EXCERPT:
Reflections on Fieldwork Experiences

Conducting fieldwork is in itself a rite of passage for me. It symbolises another milestone in my PhD journey. Through these reflections, I wish to highlight the procedures and the learning process that took place while preparing for my fieldwork in the UK and during my fieldwork in Malaysia, my home country. Before I started my fieldwork, like other PhD students at Manchester Institute of Education, I had to go through the first year review panel. I had mine in March 2015. During the review, I was assessed by an independent reviewer to determine whether I was capable of doing PhD and that my works were sufficiently developed as of the required standard. From the review and the feedback, I learned many things to improve my study, for instance, conducting the document research earlier prior to fieldwork is crucial to build contextual background for my study.

After the review, another task was waiting for me- completing all the necessary paperwork: the RREA form, the MIE Ethical Approval Application form, the PGR fieldwork form, The Fieldwork Allowance form and the Fieldwork Risk Assessment form. True indeed, completing the forms is more than just a box-ticking exercise. You need to focus and not to rush while going through it. Having your proposal (and a big mug of coffee) in front of you is advisable, as you are required to fill in the information as clear as possible. Apart from that, asking helps from your supervisors and other research students, especially those who have completed their forms can be very helpful too. Although ethics requirements are different from one research to another, I found that by learning from other students; i.e. how they planned and justified their approaches to their studies, gave me some ideas of how to carefully plan and execute my study in my local context.

DATA ROWS:
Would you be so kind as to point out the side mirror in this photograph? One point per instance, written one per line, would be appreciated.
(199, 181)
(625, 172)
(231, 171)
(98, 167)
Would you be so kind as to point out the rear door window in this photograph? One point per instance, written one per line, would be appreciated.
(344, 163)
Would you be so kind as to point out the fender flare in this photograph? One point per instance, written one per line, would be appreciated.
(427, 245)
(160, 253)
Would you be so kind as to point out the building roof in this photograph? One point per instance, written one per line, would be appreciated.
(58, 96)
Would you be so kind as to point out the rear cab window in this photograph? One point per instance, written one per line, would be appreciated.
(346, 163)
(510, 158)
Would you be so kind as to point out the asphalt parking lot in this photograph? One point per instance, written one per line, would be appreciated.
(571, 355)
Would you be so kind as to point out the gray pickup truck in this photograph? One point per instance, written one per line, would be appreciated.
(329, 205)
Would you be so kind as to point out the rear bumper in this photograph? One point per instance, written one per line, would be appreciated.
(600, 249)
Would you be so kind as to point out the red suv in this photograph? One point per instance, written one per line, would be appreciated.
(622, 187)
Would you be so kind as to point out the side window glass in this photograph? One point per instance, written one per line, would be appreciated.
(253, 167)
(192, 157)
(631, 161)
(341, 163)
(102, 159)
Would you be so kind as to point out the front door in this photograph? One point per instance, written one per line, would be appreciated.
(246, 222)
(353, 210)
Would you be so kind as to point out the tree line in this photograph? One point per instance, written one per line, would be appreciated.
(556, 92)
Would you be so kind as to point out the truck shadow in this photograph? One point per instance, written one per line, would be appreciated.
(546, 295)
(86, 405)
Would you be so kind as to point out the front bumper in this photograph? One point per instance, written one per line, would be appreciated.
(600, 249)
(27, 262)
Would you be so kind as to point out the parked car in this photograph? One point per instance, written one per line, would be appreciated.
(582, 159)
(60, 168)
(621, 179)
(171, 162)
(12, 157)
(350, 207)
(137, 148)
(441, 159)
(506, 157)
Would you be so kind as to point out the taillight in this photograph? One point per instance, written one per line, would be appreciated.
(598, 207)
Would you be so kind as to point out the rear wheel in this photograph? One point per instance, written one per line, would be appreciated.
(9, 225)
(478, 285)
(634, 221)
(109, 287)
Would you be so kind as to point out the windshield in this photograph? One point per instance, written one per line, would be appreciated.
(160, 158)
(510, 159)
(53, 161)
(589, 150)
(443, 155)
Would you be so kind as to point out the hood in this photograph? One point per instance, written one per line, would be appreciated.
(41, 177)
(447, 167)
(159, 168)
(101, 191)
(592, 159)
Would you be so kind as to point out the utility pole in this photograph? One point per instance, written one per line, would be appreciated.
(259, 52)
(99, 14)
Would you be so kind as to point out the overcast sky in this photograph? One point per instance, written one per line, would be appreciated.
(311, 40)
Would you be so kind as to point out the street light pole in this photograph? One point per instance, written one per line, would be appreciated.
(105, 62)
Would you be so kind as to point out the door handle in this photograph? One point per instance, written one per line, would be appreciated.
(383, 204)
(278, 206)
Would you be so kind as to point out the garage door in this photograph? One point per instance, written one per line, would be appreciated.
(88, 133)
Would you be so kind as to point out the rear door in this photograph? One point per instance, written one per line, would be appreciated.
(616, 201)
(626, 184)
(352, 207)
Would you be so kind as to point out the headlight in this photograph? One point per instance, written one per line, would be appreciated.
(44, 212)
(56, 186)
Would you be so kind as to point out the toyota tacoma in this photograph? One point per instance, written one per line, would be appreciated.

JOB:
Answer these from the fieldwork reflections:
1. In what month and year did the writer go through the first year review panel?
2. In which country did the writer carry out the fieldwork?
3. What does the writer advise having in front of you while filling in the forms?

WRITTEN SOLUTION:
1. March 2015
2. Malaysia, the writer's home country
3. The proposal and a big mug of coffee